INSTRUCTION
Find each line in the rows below that contains the word "shirt" and copy those lines. Case counts.

** BEGIN DATA TO PROCESS **

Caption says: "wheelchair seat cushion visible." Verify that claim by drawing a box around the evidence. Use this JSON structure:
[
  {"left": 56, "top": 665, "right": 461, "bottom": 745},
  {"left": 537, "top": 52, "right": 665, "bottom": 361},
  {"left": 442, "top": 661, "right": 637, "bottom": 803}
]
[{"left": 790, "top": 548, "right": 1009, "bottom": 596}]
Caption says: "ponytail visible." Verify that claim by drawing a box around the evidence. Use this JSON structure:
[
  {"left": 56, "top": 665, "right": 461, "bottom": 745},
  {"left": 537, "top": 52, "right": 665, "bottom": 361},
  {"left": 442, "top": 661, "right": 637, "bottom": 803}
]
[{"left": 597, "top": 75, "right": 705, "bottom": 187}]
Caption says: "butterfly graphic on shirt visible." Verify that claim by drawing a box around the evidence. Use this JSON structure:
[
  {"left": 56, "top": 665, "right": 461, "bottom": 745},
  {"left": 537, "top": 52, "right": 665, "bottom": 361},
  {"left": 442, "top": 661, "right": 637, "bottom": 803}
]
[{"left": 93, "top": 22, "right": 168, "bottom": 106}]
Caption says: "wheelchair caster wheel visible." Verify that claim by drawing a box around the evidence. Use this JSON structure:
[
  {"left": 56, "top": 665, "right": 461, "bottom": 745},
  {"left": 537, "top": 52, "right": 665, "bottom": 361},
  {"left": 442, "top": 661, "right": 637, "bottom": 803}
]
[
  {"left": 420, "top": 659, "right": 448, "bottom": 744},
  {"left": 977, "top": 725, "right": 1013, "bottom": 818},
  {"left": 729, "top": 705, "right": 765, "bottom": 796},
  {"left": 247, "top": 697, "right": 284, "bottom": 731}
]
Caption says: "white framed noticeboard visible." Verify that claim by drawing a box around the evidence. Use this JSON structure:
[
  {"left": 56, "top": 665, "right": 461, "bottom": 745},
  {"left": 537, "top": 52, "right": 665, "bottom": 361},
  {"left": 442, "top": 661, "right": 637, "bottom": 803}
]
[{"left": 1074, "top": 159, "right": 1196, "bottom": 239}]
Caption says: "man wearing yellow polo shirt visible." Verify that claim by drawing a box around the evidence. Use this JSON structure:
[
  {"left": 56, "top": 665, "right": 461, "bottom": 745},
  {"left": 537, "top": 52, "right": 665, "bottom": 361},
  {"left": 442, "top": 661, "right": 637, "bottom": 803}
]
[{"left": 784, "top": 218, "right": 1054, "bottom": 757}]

** END DATA TO PROCESS **

CORRECT OUTPUT
Caption says: "butterfly graphic on shirt visible." Verify that claim by drawing a box around the evidence. Use this JSON structure:
Caption says: "man wearing yellow polo shirt visible." Verify that claim by drawing a box around the evidence. Use this JSON structure:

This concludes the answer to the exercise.